--- START OF Entries provided ---
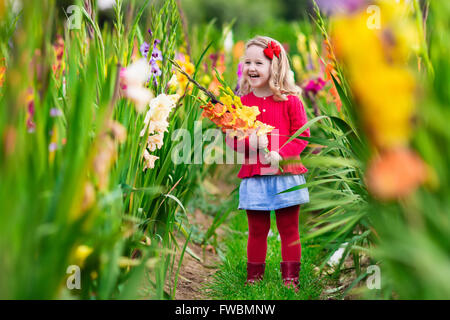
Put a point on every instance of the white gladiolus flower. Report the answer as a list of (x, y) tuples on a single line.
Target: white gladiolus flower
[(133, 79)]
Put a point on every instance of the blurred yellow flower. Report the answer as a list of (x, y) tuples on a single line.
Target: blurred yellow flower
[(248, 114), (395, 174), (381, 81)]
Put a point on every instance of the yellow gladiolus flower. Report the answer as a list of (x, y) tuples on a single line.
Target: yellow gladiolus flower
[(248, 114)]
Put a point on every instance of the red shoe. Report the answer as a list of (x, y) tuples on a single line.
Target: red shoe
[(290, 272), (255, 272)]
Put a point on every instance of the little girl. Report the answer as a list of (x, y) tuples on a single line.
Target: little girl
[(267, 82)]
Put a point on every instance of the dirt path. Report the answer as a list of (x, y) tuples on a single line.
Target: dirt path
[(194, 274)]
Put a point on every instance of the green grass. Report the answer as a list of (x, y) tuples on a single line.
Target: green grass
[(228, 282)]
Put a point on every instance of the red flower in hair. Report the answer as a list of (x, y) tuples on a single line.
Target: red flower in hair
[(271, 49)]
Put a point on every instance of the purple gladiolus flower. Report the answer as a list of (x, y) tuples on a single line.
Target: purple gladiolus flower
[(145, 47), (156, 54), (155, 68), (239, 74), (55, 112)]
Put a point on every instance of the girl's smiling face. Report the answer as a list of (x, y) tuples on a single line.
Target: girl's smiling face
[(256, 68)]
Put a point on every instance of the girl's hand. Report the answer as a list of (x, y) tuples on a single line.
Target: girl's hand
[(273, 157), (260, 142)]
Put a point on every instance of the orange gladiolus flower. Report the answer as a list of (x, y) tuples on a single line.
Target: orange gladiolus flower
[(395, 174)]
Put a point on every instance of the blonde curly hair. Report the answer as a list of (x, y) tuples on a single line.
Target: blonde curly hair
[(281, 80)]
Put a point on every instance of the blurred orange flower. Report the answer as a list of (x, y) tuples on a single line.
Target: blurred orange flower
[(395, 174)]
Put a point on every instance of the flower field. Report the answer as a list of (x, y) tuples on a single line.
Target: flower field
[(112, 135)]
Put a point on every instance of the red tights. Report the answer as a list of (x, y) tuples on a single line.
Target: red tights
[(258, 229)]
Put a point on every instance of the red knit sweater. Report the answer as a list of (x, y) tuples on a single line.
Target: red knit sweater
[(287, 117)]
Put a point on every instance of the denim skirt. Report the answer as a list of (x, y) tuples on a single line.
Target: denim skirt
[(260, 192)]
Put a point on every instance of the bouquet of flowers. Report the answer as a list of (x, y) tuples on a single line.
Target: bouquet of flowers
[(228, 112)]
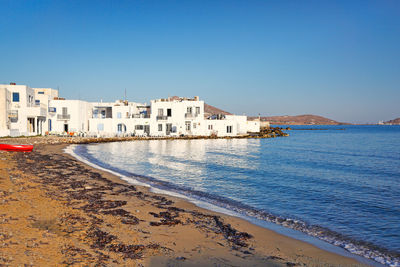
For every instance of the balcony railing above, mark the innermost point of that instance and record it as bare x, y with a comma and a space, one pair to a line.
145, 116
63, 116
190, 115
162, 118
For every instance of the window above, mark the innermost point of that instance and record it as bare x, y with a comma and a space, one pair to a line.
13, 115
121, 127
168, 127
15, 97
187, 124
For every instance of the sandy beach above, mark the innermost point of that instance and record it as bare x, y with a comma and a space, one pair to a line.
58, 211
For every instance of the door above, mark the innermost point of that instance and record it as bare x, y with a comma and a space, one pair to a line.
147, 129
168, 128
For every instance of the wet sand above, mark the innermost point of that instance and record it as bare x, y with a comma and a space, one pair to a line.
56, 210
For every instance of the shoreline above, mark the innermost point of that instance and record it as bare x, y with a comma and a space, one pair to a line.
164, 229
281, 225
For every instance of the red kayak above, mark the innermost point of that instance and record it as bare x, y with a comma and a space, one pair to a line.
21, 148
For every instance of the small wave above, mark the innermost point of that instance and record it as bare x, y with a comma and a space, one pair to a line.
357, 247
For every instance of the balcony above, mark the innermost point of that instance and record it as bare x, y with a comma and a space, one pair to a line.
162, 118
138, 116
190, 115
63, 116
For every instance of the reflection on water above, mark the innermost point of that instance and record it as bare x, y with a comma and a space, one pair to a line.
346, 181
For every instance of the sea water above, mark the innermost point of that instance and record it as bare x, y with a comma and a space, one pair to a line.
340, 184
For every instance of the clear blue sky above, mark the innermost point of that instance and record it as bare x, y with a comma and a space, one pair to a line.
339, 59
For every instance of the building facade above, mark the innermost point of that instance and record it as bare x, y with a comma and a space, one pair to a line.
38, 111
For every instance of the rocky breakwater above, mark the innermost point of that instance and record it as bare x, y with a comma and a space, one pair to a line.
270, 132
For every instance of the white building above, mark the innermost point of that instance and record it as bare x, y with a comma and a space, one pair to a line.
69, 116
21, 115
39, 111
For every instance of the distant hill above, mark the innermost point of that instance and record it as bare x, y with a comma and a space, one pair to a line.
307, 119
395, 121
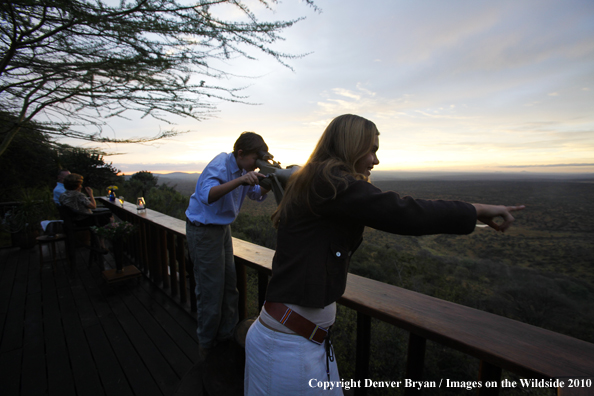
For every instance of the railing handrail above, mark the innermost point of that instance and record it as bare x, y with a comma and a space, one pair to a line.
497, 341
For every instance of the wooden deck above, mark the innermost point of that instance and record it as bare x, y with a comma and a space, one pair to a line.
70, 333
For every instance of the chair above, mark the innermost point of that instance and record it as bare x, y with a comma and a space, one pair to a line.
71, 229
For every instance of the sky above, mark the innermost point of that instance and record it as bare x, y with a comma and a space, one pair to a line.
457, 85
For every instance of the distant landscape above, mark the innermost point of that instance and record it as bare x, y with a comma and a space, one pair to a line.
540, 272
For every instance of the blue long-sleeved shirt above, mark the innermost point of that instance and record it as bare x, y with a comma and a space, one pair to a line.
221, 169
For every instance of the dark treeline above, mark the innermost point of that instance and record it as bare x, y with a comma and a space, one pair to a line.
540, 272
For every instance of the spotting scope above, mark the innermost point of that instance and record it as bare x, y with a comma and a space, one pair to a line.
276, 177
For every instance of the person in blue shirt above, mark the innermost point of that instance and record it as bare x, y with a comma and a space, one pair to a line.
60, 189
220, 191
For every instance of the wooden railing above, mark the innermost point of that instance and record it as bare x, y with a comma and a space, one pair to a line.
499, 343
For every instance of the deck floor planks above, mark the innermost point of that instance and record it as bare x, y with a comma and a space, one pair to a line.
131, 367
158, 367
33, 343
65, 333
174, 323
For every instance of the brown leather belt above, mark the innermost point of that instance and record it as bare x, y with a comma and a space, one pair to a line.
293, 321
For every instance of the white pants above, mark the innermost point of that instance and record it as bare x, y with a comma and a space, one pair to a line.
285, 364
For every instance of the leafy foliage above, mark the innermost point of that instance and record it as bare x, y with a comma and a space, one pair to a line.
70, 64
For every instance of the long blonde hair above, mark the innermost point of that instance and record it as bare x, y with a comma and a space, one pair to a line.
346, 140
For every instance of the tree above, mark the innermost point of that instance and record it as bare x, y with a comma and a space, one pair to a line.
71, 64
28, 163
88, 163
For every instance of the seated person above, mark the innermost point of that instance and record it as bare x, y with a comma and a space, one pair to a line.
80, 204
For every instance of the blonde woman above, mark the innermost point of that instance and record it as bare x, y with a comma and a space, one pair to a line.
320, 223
--- END OF Entries provided ---
## To be done
Extract every row above word for word, leaving the pictures out of your answer.

## The output
Put a point on every instance of the white gladiolus flower. Report the answer as a list of (x, y) tuples on a single line.
Target: white gladiolus flower
[(133, 79)]
Put a point on every instance of the blurred yellow flower. Report the answer as a list of (x, y) tuples on a single line.
Target: blurred yellow flower
[(248, 114), (395, 174), (381, 81)]
Put a point on every instance of the yellow gladiolus flower. Report the answer as a list of (x, y) tuples on a single line.
Target: yellow gladiolus flower
[(248, 114)]
Put a point on every instance of the red shoe. Report the answer as a list of (x, y) tuples on a single line.
Target: red shoe
[(290, 272), (255, 272)]
Put a point on every instance of the little girl. Report the answer as a list of (x, y) tuples on a single line.
Target: little girl
[(267, 82)]
Put a point on every instance of the dirt path. Report the answer as a list of (x, y) tuples on a single line.
Target: dirt path
[(194, 274)]
Put a point on every instance of the green grass. Report the answer as a list of (x, y) tuples on a single line.
Target: green grass
[(228, 282)]
Put a point on every instance of the red flower in hair. Report the answer as a list of (x, y) tuples on a single line.
Target: red flower in hair
[(271, 49)]
Put a point on every instance of the purple gladiolus flower. Report the answer as a list of (x, y) tuples on a single line.
Target: purple gladiolus flower
[(145, 47), (156, 54), (155, 68), (239, 74), (55, 112)]
Put a point on every instance of the girl's smiling face. Report the answer as a list of (x, y) tuples on a single line.
Target: girl's smiling face
[(256, 68)]
Put a point on every instance of the girl's hand. Report the answer as a list of (x, y) tuples on a single line.
Target: girl's hand
[(273, 157), (260, 142)]
Put a point on every instance of the orange gladiolus flower. Report the answer as a list of (x, y) tuples on a single line.
Target: orange gladiolus flower
[(395, 174)]
Put a point on every instance of the blonde curly hair. Report the answer as a list of (x, y) tuples on a single line.
Target: blonde curly hair
[(281, 80)]
Put a point on every instance of the blurred orange flower. Report the answer as a list of (x, y) tuples on a single line.
Target: blurred orange flower
[(395, 174)]
Put a point on every instance of the flower field. Report the answer as a list of (x, y) tuples on a single line.
Target: flower field
[(112, 135)]
Put a point on every instance of the red tights. Report the answer as a list of (x, y) tuples on a single line.
Target: red tights
[(258, 229)]
Put a point on every instance of the red knit sweater. Report the answer as a list of (x, y) tuples on a single line.
Target: red knit sweater
[(287, 117)]
Put a point on every instance of the denim skirt. Report the answer as a list of (x, y) tuples on a single line.
Target: denim skirt
[(260, 192)]
Put a point on every instance of the bouquet of flowers. Report the answer as a list of (x, y) tuples on a single line.
Target: bouquet of flowers
[(228, 112)]
For every instance of the balcony railing above, mark the innermost point of that instance and record it as bare x, y with a comma and a space, one pair to a line.
145, 116
63, 116
190, 115
162, 118
For every instance of the window above, mark the innermost point of that instance and record it as bare x, y with a comma and a space, one pair to a line.
13, 115
121, 127
168, 127
15, 97
187, 124
For every instance of the sandy beach above, mark the innermost point of that instance and record it as bare x, y with a comma and a space, one pair to a line.
58, 211
For every instance of the door above, mark the innermost point of that instance and record it as bare x, y with a comma and a space, one pair to a line.
147, 129
168, 128
For every instance of the wet sand above, mark the innermost point of that instance and record it as bare x, y with a comma and a space, one pair to a line.
56, 210
For every instance of the shoreline above, mark the innermost point of that instance and record it as bare x, y with a comma and a space, one pair to a line.
164, 229
281, 225
For every instance of the red kayak above, mark the innermost point of that instance and record it as bare x, y with a comma and a space, one pair to a line.
21, 148
For every instance of the small wave above, mark the innermost point of that instance and record it as bare x, y with a comma and a space, one pair to a line.
357, 247
For every instance of the balcony above, mark the innermost point of that instance and record it as bare x, y with a comma and a space, one pair to a line.
162, 118
138, 116
190, 115
63, 116
For every instance of the reflection on water above, mark the innermost point of that instance and record it as bare x, y with a comma and a space, one pair to a line.
346, 181
For every instance of the sea water above, mark the innermost point of that instance and record it as bare x, y with a comma and a space, one pair to a line.
340, 184
For every instance of the clear blue sky above, mark the innermost point of that instance and record it as bare x, y with a comma and a space, one pair to a line.
339, 59
For every instance of the building facade above, mark the innermost point of that instance and record it as bare x, y with a comma and a space, one pair to a line.
38, 111
For every instance of the rocky breakwater above, mark the innermost point of that instance and record it as bare x, y with a comma and a space, one pair to a line.
270, 132
For every instance of the white building above, mark the innermost point of that instance and record it as bare x, y with a comma and a space, one pair to a line.
69, 116
21, 115
39, 111
For every instance of the distant hill above, mark the innermost point of that instance and record it as bare x, y with a comma and a space, one pair to a line.
307, 119
395, 121
For every instance of the railing handrail above, mark the innermost point of that instance and record it as bare x, y with a comma and a space, one pair to a line.
497, 341
For every instance of the wooden deck above, mark the innermost point of that instance and record it as bare x, y with a comma and a space, one pair to a line.
70, 333
For every instance of the chair above, mark the innermost point of that instance and record it as bare x, y with a comma and a space, one pair to a line.
71, 229
For every instance of the sky above, mark the innermost point of that instance and record it as bare x, y with a comma and a space, one pair to a line.
457, 85
For every instance of the distant landscape above, mark the innermost point of that instance and record it as bare x, y with a comma and a space, one pair to a line.
540, 272
For every instance of the blue long-sleeved shirt above, mark the innermost point of that instance and record it as bare x, y with a comma and a space, one pair to a line.
221, 169
For every instance of the dark treeline above, mark the innermost point of that instance and record it as bare x, y with a comma and a space, one pair to a line.
540, 272
For every instance of the spotting scope above, mark the innermost point of that instance and record it as bare x, y with a comma and a space, one pair to a line.
276, 177
For every instance of the person in blue shirt above, mark the innermost point of that instance and record it as bare x, y with a comma and a space, one pair to a line.
60, 189
220, 191
For every instance of the wooden railing above, mark the innermost point of that instance and record it as bare x, y with a comma and a space, one pair to a line.
499, 343
For every instance of the deck floor planks above, mark the innermost point of that instance and record it as bare x, y with a comma and a space, one pair to a line.
131, 367
158, 367
33, 343
65, 333
174, 323
For every instance of the brown leather belt above, mark the innermost point of that instance and record it as bare x, y with a comma and a space, one pair to a line.
293, 321
For every instance of the white pants above, mark the innermost point of that instance and record it as bare x, y with a comma and a space, one pair to a line.
285, 364
For every instance of the leafy foliage above, mark the innermost point of that instance and record it as bare x, y with a comma and a space, one pair to a line.
70, 64
For every instance of the long blonde hair above, mark the innermost point of that instance and record it as bare x, y with a comma and a space, one pair to a line.
346, 140
For every instance of the tree above, mark the innermost point of that instance and record it as bare x, y with a comma and a space, one pair to a line.
71, 64
28, 163
88, 163
For every instance of the seated person above, mark the innermost point of that instance and record it as bare x, y with a comma and a space, one pair to a line.
80, 204
For every instance of the blonde woman above, mark the innermost point of that instance and record it as bare x, y with a comma and a space, one pair to a line.
320, 223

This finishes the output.